** Brief **
Print all of the following material line for line, changing and dropping nothing.
═════ Material provided ═════
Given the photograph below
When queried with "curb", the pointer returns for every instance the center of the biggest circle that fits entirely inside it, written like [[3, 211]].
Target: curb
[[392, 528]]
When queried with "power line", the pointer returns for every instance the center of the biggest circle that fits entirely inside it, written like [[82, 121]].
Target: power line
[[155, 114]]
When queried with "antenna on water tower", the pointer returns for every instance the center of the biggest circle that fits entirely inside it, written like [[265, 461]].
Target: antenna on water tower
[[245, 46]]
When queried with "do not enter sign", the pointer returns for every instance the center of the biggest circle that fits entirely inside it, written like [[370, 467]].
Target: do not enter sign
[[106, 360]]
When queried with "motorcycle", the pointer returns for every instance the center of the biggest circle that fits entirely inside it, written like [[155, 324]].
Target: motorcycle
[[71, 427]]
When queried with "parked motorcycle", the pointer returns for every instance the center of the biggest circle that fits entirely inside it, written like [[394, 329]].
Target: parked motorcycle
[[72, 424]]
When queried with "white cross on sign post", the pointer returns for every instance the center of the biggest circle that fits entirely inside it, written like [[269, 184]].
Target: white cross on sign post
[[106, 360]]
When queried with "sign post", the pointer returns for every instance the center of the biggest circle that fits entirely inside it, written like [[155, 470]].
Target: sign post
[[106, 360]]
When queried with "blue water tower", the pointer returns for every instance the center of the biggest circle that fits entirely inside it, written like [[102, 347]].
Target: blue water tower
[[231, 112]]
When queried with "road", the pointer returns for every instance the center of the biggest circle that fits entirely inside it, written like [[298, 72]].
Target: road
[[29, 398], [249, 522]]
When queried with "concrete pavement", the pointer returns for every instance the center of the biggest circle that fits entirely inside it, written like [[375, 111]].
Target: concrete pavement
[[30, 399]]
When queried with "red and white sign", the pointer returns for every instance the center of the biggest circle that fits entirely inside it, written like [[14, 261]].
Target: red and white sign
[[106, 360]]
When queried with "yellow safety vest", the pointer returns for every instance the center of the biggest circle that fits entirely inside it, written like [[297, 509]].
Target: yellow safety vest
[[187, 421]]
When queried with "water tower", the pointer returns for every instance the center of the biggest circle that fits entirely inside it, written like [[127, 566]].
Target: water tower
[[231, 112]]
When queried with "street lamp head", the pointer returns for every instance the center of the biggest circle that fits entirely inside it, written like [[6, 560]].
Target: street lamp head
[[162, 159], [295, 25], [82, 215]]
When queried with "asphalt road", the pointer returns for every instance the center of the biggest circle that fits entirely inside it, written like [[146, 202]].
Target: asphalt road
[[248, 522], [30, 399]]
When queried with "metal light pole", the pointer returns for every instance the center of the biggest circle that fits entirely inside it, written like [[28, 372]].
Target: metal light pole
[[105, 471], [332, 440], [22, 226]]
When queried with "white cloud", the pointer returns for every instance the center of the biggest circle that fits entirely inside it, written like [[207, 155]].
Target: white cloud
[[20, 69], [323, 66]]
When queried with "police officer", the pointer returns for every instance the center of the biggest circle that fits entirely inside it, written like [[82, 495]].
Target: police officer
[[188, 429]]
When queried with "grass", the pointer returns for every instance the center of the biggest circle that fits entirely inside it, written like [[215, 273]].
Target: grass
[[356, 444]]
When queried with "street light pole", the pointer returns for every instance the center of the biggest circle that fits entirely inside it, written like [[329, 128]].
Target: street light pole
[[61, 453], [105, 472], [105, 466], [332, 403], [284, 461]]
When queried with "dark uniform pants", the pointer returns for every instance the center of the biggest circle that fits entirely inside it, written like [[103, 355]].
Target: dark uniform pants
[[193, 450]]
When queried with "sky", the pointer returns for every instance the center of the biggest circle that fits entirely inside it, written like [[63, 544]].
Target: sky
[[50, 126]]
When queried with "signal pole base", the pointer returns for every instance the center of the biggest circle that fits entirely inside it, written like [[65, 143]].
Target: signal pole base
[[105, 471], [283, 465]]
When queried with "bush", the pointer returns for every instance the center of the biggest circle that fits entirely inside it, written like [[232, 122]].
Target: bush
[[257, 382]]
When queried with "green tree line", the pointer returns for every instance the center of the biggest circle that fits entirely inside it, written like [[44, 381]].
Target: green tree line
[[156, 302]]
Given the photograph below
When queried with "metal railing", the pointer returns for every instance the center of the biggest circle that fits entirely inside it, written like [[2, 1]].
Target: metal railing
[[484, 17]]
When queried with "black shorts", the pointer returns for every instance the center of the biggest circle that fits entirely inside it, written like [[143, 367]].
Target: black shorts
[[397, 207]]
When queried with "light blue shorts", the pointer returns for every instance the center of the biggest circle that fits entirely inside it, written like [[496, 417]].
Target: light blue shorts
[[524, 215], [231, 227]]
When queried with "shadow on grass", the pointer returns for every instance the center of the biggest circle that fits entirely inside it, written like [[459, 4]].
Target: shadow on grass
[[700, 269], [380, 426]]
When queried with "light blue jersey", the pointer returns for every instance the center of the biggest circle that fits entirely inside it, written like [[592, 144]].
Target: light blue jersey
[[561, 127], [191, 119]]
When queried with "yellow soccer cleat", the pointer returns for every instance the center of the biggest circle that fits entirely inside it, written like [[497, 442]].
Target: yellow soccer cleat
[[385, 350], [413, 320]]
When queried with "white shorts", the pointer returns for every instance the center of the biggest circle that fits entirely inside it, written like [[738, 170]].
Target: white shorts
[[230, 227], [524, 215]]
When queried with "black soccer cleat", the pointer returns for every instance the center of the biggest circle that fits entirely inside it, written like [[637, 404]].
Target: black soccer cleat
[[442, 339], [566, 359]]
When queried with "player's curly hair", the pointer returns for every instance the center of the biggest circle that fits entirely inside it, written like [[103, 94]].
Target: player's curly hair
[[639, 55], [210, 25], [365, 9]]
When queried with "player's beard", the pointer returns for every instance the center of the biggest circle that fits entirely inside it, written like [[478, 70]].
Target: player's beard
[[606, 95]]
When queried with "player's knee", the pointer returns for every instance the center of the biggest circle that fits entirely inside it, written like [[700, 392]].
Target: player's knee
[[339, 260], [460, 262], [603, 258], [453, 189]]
═════
** The response **
Given the photograph below
When queried with "curb", the pointer returns for every instance the center of the biggest circle that fits entirely inside it, written like [[3, 211]].
Target: curb
[[392, 528]]
When queried with "power line", the pointer returns for every instance the center of the biggest circle that fits entirely inside it, written like [[82, 121]].
Target: power line
[[155, 114]]
When queried with "antenna on water tower", the pointer returns for every instance the center of the biggest circle that fits entirely inside it, written like [[265, 461]].
Target: antenna on water tower
[[245, 46]]
When queried with "do not enter sign", the pointer returns for every instance the center of the biggest circle that fits entirely inside it, written like [[370, 467]].
Target: do not enter sign
[[106, 360]]
When queried with "motorcycle", the pointer returns for every instance the center of the biggest circle that fits entirely inside it, written like [[155, 324]].
Target: motorcycle
[[71, 427]]
When queried with "parked motorcycle", the pointer returns for every instance the center of the biggest circle that fits entirely inside it, written like [[394, 329]].
Target: parked motorcycle
[[72, 424]]
When queried with "white cross on sign post", the pointer returns for every instance the center of the biggest circle that fits entirely inside it, written like [[269, 184]].
Target: white cross on sign post
[[106, 360]]
When queried with "sign post", the pointer returns for every instance the center of the biggest circle that fits entirely inside it, written like [[155, 470]].
Target: sign post
[[106, 360]]
When queried with "blue water tower", the pointer returns for every instance the center of the biggest circle that fits entirely inside it, written like [[102, 347]].
Target: blue water tower
[[231, 112]]
When queried with "road", the pointer returns for every instance the center of the biggest circle that fits entirely inside it, written like [[298, 72]].
Target: road
[[29, 398], [249, 522]]
When queried with "concrete pavement", the pointer returns for every instance the center of the biggest circle that fits entirely inside it, written like [[375, 111]].
Target: concrete pavement
[[30, 399]]
When queried with "red and white sign", the pointer returns for every instance the center of the biggest circle that fits entirely inside it, written like [[14, 261]].
Target: red and white sign
[[106, 360]]
When queried with "yellow safety vest", the pointer returns for every instance the center of the biggest circle that fits entirely inside it, written like [[297, 509]].
Target: yellow safety vest
[[187, 421]]
When queried with "water tower", the pointer returns for every instance the center of the biggest circle that fits entirely inside it, written like [[127, 566]].
Target: water tower
[[231, 112]]
When queried with "street lamp head", the pointer returns for every instance the center of the biggest circle that fits entirely inside it, written like [[6, 560]].
Target: street lamp head
[[162, 159], [295, 25], [82, 215]]
When queried with "asphalt road", the pointer returns for every instance the center of the biggest circle that fits entirely inside it, written like [[146, 202]].
Target: asphalt road
[[248, 522], [30, 399]]
When queried with "metal light pole", the pointer returns for every instance the center of the biggest circle that fits entirely inside it, written like [[28, 372]].
Target: metal light pole
[[105, 471], [332, 440], [22, 226]]
When queried with "white cloud", the pointer returns for every instance the center of the biggest circle that fits entirely inside it, written like [[207, 155]].
Target: white cloud
[[20, 69], [323, 66]]
When queried with "police officer", the pointer returns for every instance the center of the biggest circle that fits entirely inside it, written like [[82, 495]].
Target: police officer
[[188, 429]]
When queried with "grass", the pointer returns for every instance the center of the biggest circle that fits entirely inside it, written like [[215, 273]].
Target: grass
[[356, 444]]
When queried with "street light pole", the pointer returns for every instance the center of the biggest circle that fits entirely inside it, written like [[329, 128]].
Target: street light pole
[[61, 453], [105, 472], [105, 466], [332, 403], [284, 461]]
When queried with "dark uniform pants", the pointer returns for every instance the center of the biggest circle that fits entirely inside it, written like [[103, 355]].
Target: dark uniform pants
[[193, 450]]
When queried with "sky", the pointer returns for every instance the center of the biggest circle that fits entirely inside it, written like [[63, 544]].
Target: sky
[[50, 126]]
When queried with "signal pole base", the pointer returns for every instance the center of the biggest circle that fits entirely inside it, written like [[65, 143]].
Target: signal pole base
[[105, 471], [283, 465]]
When queried with "bush", the pointer returns for every instance the center of the biggest circle that fits entirely inside it, written like [[232, 122]].
Target: bush
[[257, 382]]
When queried with "green tree line", the pointer returns for every instance the center of the biggest circle that fits entirely inside it, written like [[44, 381]].
Target: green tree line
[[156, 302]]
Given the photograph below
When queried with "metal railing", the pointer returns for every instance the center of the biggest circle that fits entirely inside it, written like [[2, 1]].
Target: metal railing
[[484, 17]]
When queried with "black shorts", the pointer returns for every instance the center of the biggest circle that fits entirely inside it, written like [[143, 367]].
Target: black shorts
[[397, 207]]
When queried with "light blue shorts", the pointer returns for every instance the center of the biggest circle that fits entirely inside it, written like [[496, 417]].
Target: light blue shorts
[[524, 215], [231, 227]]
When queried with "shadow on grass", the pointer returns for every instance the center of the biggest circle that fits entirely inside it, written like [[459, 4]].
Target: shadow on grass
[[700, 269], [380, 426]]
When queried with "light blue jersey", the pointer returns for every instance the center of the biggest circle that fits entirely inside it, written like [[592, 144]].
Target: light blue jersey
[[561, 127], [191, 119]]
When queried with "yellow soccer cleat", the pointer returns for every instance the center of the biggest circle that fits entirely inside it, written like [[497, 442]].
Target: yellow soccer cleat
[[385, 350], [413, 320]]
When queried with "white shorts", the pointer returns for every instance the center of the biggest circle that fits entirely inside it, written like [[738, 170]].
Target: white shorts
[[230, 227], [524, 215]]
When queried with "black soccer cleat", the pointer returns for every instance the center of the biggest circle that fits entirely inside it, written like [[637, 404]].
Target: black soccer cleat
[[442, 339], [566, 359]]
When queried with "player's curly hair", the pointer returns for every instance the center of the biggest circle that fits entirely inside it, written like [[103, 94]].
Target: player's curly hair
[[639, 55], [210, 25], [365, 9]]
When queried with "player's beard", the pointer returns for every instance the center of the biggest circle that fits entirely inside it, written like [[478, 70]].
Target: player's beard
[[606, 95]]
When queried with "player's knee", the pointer returns for every instance the center of the biggest circle that fits entirely inside it, written like [[700, 392]].
Target: player's knee
[[339, 260], [460, 262], [603, 258], [453, 189]]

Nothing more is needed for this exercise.